The exercise:
Return each line of the records below that contains the string "swan". Case counts.

Extracted entries:
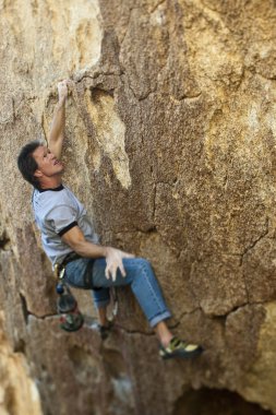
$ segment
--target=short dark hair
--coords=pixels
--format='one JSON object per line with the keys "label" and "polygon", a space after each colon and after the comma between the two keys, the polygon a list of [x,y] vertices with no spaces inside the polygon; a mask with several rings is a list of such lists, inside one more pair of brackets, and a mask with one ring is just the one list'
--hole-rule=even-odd
{"label": "short dark hair", "polygon": [[43,145],[40,141],[31,141],[21,149],[17,157],[17,166],[22,176],[36,189],[40,189],[40,185],[38,179],[35,177],[35,170],[38,168],[38,165],[33,157],[33,153],[37,147],[39,147],[39,145]]}

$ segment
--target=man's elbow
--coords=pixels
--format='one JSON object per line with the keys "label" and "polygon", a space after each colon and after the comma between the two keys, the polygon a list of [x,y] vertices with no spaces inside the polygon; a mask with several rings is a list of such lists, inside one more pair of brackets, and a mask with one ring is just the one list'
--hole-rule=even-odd
{"label": "man's elbow", "polygon": [[69,244],[70,247],[73,249],[75,253],[77,253],[80,257],[85,257],[86,250],[85,250],[85,240],[76,240],[72,244]]}

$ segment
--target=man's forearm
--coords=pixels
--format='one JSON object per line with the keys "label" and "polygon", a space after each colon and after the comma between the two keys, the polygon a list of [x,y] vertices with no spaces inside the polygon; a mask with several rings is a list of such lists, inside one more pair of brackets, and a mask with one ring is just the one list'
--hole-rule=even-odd
{"label": "man's forearm", "polygon": [[87,240],[79,241],[72,247],[76,253],[85,258],[106,258],[108,247],[96,245]]}
{"label": "man's forearm", "polygon": [[50,129],[49,143],[56,143],[58,140],[63,140],[65,128],[65,99],[58,102]]}
{"label": "man's forearm", "polygon": [[59,102],[55,108],[52,117],[49,135],[49,149],[57,158],[60,158],[65,129],[65,100],[68,97],[68,81],[58,83],[58,92]]}

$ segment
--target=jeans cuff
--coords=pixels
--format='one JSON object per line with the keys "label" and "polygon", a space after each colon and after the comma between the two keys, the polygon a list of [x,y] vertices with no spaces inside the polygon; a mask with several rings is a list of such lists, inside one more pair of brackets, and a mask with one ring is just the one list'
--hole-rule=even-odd
{"label": "jeans cuff", "polygon": [[95,304],[96,308],[106,307],[106,306],[108,306],[110,304],[110,298],[103,299],[101,301],[95,301],[94,300],[94,304]]}
{"label": "jeans cuff", "polygon": [[164,311],[160,315],[154,317],[152,320],[149,320],[149,325],[151,328],[154,328],[160,321],[169,319],[170,317],[171,317],[171,313],[169,311]]}

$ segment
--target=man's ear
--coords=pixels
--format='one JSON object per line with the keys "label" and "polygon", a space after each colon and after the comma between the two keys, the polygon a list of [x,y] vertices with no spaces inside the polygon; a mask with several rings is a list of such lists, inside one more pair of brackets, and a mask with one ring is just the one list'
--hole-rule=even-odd
{"label": "man's ear", "polygon": [[38,170],[38,168],[35,170],[34,173],[34,176],[35,177],[41,177],[43,176],[43,173],[40,170]]}

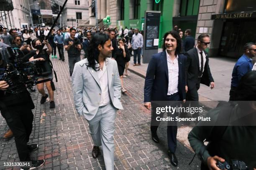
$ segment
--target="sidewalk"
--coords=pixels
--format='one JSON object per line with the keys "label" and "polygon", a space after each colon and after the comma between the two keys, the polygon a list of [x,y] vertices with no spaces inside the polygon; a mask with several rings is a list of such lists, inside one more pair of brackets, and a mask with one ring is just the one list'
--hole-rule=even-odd
{"label": "sidewalk", "polygon": [[[159,52],[161,50],[161,49],[159,48]],[[141,59],[141,65],[133,66],[133,57],[131,56],[128,70],[145,78],[148,64],[143,64],[142,59],[142,58]],[[199,100],[202,104],[210,108],[214,108],[218,104],[218,101],[228,100],[231,75],[236,61],[233,59],[222,57],[210,58],[209,66],[215,87],[211,90],[205,85],[200,85],[198,94]],[[212,102],[205,102],[206,101]]]}

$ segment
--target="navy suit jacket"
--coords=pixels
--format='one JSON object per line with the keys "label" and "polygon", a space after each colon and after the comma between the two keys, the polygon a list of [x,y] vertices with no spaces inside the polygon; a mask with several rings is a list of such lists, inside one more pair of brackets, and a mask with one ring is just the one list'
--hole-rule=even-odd
{"label": "navy suit jacket", "polygon": [[195,39],[191,35],[187,36],[183,42],[183,48],[186,52],[194,48]]}
{"label": "navy suit jacket", "polygon": [[[178,88],[181,99],[186,99],[185,85],[187,57],[178,55]],[[144,102],[166,101],[169,84],[168,67],[166,51],[152,56],[147,70],[144,87]]]}
{"label": "navy suit jacket", "polygon": [[84,50],[84,52],[86,50],[87,48],[88,48],[88,47],[89,47],[90,44],[90,43],[87,39],[85,40],[83,42],[83,50]]}

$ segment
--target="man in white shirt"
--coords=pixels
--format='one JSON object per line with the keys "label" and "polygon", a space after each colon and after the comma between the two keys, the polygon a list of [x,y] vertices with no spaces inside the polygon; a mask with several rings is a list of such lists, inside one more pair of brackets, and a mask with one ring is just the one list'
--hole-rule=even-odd
{"label": "man in white shirt", "polygon": [[[159,119],[165,112],[157,112],[157,108],[160,108],[159,106],[178,107],[180,104],[179,101],[183,100],[184,102],[186,98],[187,58],[179,54],[182,50],[181,39],[176,31],[172,31],[165,33],[163,51],[153,55],[148,63],[144,88],[145,107],[151,110],[152,102],[150,130],[152,139],[156,143],[159,142],[157,134],[161,122]],[[168,101],[169,106],[163,101]],[[174,118],[177,116],[178,112],[169,113],[168,113],[168,116]],[[168,152],[171,163],[177,166],[178,160],[175,153],[177,147],[177,128],[175,122],[168,122]]]}
{"label": "man in white shirt", "polygon": [[123,109],[121,82],[116,61],[110,58],[113,48],[109,35],[96,33],[90,43],[87,58],[76,63],[72,75],[74,104],[89,124],[92,157],[97,157],[102,145],[106,169],[113,170],[115,119],[117,110]]}

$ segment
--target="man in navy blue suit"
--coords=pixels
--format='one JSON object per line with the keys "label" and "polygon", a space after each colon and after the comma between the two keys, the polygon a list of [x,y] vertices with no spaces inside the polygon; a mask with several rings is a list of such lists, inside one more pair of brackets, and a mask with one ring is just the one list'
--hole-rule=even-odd
{"label": "man in navy blue suit", "polygon": [[[180,54],[182,50],[181,39],[176,31],[165,33],[163,51],[153,55],[148,64],[144,88],[144,106],[148,109],[151,108],[153,101],[183,101],[185,102],[185,70],[187,58]],[[176,102],[180,104],[180,102]],[[156,106],[152,107],[151,130],[152,139],[159,142],[156,131],[160,122],[157,117],[162,117],[164,113],[157,115]],[[179,105],[178,105],[178,106]],[[178,113],[174,113],[174,117]],[[169,123],[169,122],[168,122]],[[177,146],[177,124],[167,127],[168,155],[171,163],[174,166],[178,165],[175,156]]]}
{"label": "man in navy blue suit", "polygon": [[86,40],[84,40],[83,42],[83,50],[84,52],[84,56],[85,58],[87,58],[87,48],[89,47],[89,45],[90,44],[90,40],[91,40],[91,37],[92,36],[92,33],[91,32],[88,32],[86,33]]}

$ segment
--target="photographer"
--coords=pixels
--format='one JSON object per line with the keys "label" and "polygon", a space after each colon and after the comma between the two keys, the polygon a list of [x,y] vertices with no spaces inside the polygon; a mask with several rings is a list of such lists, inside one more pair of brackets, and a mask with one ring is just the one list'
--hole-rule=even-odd
{"label": "photographer", "polygon": [[[15,35],[14,37],[14,43],[12,44],[11,47],[19,48],[24,55],[28,54],[32,50],[30,45],[27,45],[26,42],[24,42],[23,45],[21,45],[21,37],[19,35]],[[32,92],[36,91],[36,90],[33,87],[29,87],[28,89]]]}
{"label": "photographer", "polygon": [[[3,54],[3,52],[1,52]],[[6,62],[0,55],[0,75],[5,68]],[[30,94],[24,90],[18,94],[6,92],[9,85],[0,77],[0,110],[8,126],[13,133],[14,140],[20,161],[31,161],[30,152],[38,148],[38,145],[27,145],[29,141],[33,119],[31,109],[35,106]],[[32,160],[32,165],[38,168],[44,163],[44,160]],[[25,169],[21,168],[21,170]],[[32,168],[26,169],[32,169]]]}
{"label": "photographer", "polygon": [[80,40],[74,37],[76,29],[73,28],[70,28],[70,37],[65,39],[64,41],[64,47],[65,50],[68,52],[69,74],[71,77],[75,63],[81,60],[80,55],[82,46]]}
{"label": "photographer", "polygon": [[[50,44],[48,43],[47,41],[44,40],[43,42],[45,44],[47,48],[45,48],[42,50],[41,53],[38,54],[40,49],[42,48],[42,42],[40,39],[38,38],[36,38],[32,41],[32,44],[33,48],[36,49],[36,54],[32,58],[29,59],[29,61],[33,60],[46,60],[49,61],[50,60],[49,55],[51,53],[52,49]],[[38,81],[41,81],[43,80],[48,79],[51,78],[52,79],[53,75],[51,74],[49,77],[42,77],[39,78]],[[48,94],[45,93],[44,89],[44,82],[38,84],[36,85],[37,89],[39,92],[42,95],[42,98],[40,103],[43,104],[45,102],[46,100],[48,97],[49,95]],[[51,81],[49,81],[45,82],[46,84],[46,88],[47,91],[49,93],[50,95],[50,108],[53,108],[55,107],[55,104],[54,100],[54,92],[51,88]]]}
{"label": "photographer", "polygon": [[[238,104],[227,103],[208,112],[206,116],[214,126],[203,126],[200,122],[189,134],[190,145],[201,158],[201,170],[220,170],[218,161],[230,165],[234,160],[243,161],[248,170],[256,169],[255,77],[256,71],[252,71],[242,78],[235,91]],[[219,124],[220,120],[226,123]],[[207,147],[205,139],[210,142]]]}

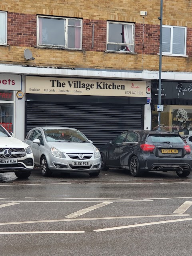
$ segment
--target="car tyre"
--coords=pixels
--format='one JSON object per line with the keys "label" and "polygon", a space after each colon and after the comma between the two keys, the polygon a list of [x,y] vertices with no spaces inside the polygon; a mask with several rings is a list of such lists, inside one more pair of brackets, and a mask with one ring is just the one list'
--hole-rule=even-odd
{"label": "car tyre", "polygon": [[91,177],[96,177],[100,173],[100,170],[96,172],[89,172],[89,174]]}
{"label": "car tyre", "polygon": [[41,160],[41,174],[43,176],[50,177],[51,176],[51,172],[47,165],[47,160],[45,156],[43,156]]}
{"label": "car tyre", "polygon": [[107,171],[108,168],[106,166],[106,161],[105,160],[105,156],[103,154],[101,154],[101,170],[102,171]]}
{"label": "car tyre", "polygon": [[139,170],[139,160],[135,156],[131,159],[129,164],[129,170],[132,176],[138,177],[141,175],[141,172]]}
{"label": "car tyre", "polygon": [[27,171],[27,172],[15,172],[15,174],[18,179],[26,179],[30,176],[31,174],[31,171]]}
{"label": "car tyre", "polygon": [[176,171],[176,173],[179,177],[187,177],[190,172],[190,171]]}

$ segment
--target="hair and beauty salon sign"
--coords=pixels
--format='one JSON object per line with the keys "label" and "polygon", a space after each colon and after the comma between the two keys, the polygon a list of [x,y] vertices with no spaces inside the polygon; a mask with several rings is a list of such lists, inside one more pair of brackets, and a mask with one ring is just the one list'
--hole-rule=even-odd
{"label": "hair and beauty salon sign", "polygon": [[146,97],[146,82],[26,76],[26,93]]}
{"label": "hair and beauty salon sign", "polygon": [[0,74],[0,90],[18,91],[21,90],[21,76]]}
{"label": "hair and beauty salon sign", "polygon": [[[152,82],[152,98],[158,98],[158,82]],[[192,82],[163,82],[161,84],[161,96],[164,99],[192,98]]]}

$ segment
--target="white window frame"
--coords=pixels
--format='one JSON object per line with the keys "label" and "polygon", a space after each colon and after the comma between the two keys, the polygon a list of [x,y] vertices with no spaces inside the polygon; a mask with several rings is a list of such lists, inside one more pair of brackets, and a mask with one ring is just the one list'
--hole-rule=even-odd
{"label": "white window frame", "polygon": [[[186,27],[182,27],[178,26],[169,26],[168,25],[163,25],[163,28],[169,28],[171,29],[171,36],[170,40],[170,52],[162,52],[162,55],[170,55],[171,56],[186,56],[186,41],[187,41],[187,28]],[[184,54],[176,54],[172,53],[173,52],[173,31],[174,28],[184,28],[185,29],[185,49],[184,53]]]}
{"label": "white window frame", "polygon": [[5,13],[6,15],[6,22],[5,22],[5,42],[4,43],[0,43],[0,45],[7,45],[7,12],[4,11],[0,11],[0,13]]}
{"label": "white window frame", "polygon": [[[117,45],[119,44],[120,45],[124,45],[125,46],[127,46],[128,44],[125,43],[111,43],[109,42],[109,24],[110,23],[115,24],[121,24],[121,25],[132,25],[132,43],[129,44],[128,45],[132,46],[133,47],[133,51],[129,52],[128,51],[115,51],[114,50],[107,50],[107,45],[108,44]],[[129,23],[128,22],[117,22],[115,21],[108,21],[107,23],[107,44],[106,45],[106,51],[107,52],[124,52],[125,53],[133,53],[135,51],[135,24],[134,23]]]}
{"label": "white window frame", "polygon": [[[65,32],[65,45],[58,45],[54,44],[40,44],[39,43],[39,18],[48,18],[51,19],[55,19],[56,20],[65,20],[65,26],[66,28]],[[68,26],[73,26],[72,25],[68,25],[68,21],[69,20],[78,20],[80,21],[80,48],[69,48],[67,47],[68,45]],[[58,16],[44,16],[42,15],[38,15],[37,16],[37,45],[40,47],[56,47],[57,48],[65,48],[66,49],[70,49],[72,50],[82,50],[82,19],[80,19],[78,18],[69,18],[63,17],[58,17]]]}

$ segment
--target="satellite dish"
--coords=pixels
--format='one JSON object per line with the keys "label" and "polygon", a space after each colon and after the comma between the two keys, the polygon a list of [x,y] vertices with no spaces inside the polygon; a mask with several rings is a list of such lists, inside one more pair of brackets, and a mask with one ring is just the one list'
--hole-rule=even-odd
{"label": "satellite dish", "polygon": [[28,49],[26,49],[24,51],[24,57],[26,60],[34,60],[35,58],[33,56],[32,52]]}

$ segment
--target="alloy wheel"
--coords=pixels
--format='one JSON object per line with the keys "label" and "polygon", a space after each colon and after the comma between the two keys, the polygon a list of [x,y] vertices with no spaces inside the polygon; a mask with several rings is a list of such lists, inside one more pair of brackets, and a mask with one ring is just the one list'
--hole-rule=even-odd
{"label": "alloy wheel", "polygon": [[131,168],[130,170],[132,173],[136,174],[138,167],[138,163],[136,158],[135,157],[133,157],[132,159],[130,164]]}
{"label": "alloy wheel", "polygon": [[103,166],[104,165],[104,160],[103,159],[103,156],[102,156],[102,155],[101,156],[101,168],[102,168],[103,167]]}
{"label": "alloy wheel", "polygon": [[46,160],[43,158],[41,162],[41,171],[43,174],[44,174],[46,172]]}

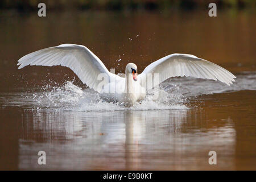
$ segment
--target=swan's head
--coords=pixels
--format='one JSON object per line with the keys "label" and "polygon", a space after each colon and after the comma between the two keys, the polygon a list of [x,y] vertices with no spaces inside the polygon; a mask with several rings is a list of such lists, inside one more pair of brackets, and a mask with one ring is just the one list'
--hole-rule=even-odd
{"label": "swan's head", "polygon": [[131,73],[134,81],[137,81],[137,66],[134,63],[128,63],[125,68],[126,73]]}

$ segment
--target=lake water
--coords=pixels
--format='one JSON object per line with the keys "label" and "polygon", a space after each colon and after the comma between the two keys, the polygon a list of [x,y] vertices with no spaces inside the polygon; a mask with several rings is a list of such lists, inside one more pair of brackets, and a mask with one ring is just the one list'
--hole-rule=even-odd
{"label": "lake water", "polygon": [[[255,18],[249,10],[1,12],[0,169],[255,170]],[[170,78],[157,100],[126,107],[67,68],[18,69],[23,56],[63,43],[86,46],[116,73],[185,53],[237,78],[230,86]]]}

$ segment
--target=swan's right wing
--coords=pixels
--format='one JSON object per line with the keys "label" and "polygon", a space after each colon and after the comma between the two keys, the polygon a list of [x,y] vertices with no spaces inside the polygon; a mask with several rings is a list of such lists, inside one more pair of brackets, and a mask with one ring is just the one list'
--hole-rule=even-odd
{"label": "swan's right wing", "polygon": [[[154,79],[155,73],[158,75],[158,83],[170,77],[191,76],[218,80],[230,85],[232,81],[235,81],[234,78],[236,78],[230,72],[213,63],[194,55],[181,53],[170,55],[152,63],[138,75],[138,80],[145,83],[147,75],[150,74]],[[152,87],[156,86],[157,82],[153,82]]]}
{"label": "swan's right wing", "polygon": [[109,80],[118,79],[119,76],[109,72],[103,63],[84,46],[65,44],[41,49],[28,54],[18,61],[19,69],[28,65],[52,67],[61,65],[71,68],[84,84],[96,91],[102,80],[98,80],[100,73],[104,73]]}

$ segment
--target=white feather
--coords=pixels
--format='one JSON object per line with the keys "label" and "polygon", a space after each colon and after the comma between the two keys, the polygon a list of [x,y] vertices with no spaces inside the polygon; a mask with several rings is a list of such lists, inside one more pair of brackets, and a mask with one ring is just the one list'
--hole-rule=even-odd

Output below:
--target=swan's head
{"label": "swan's head", "polygon": [[131,73],[134,81],[137,81],[137,66],[134,63],[128,63],[125,68],[126,73]]}
--target=swan's right wing
{"label": "swan's right wing", "polygon": [[[154,79],[155,73],[158,75],[158,83],[170,77],[191,76],[218,80],[230,85],[232,81],[235,81],[234,78],[236,78],[230,72],[213,63],[194,55],[181,53],[170,55],[152,63],[138,75],[138,80],[145,83],[147,75],[150,74]],[[152,87],[156,86],[157,82],[153,82]]]}
{"label": "swan's right wing", "polygon": [[109,80],[118,79],[119,76],[109,72],[103,63],[84,46],[65,44],[41,49],[28,54],[18,61],[19,69],[28,65],[52,67],[61,65],[71,68],[84,84],[96,91],[102,80],[98,80],[100,73],[104,73]]}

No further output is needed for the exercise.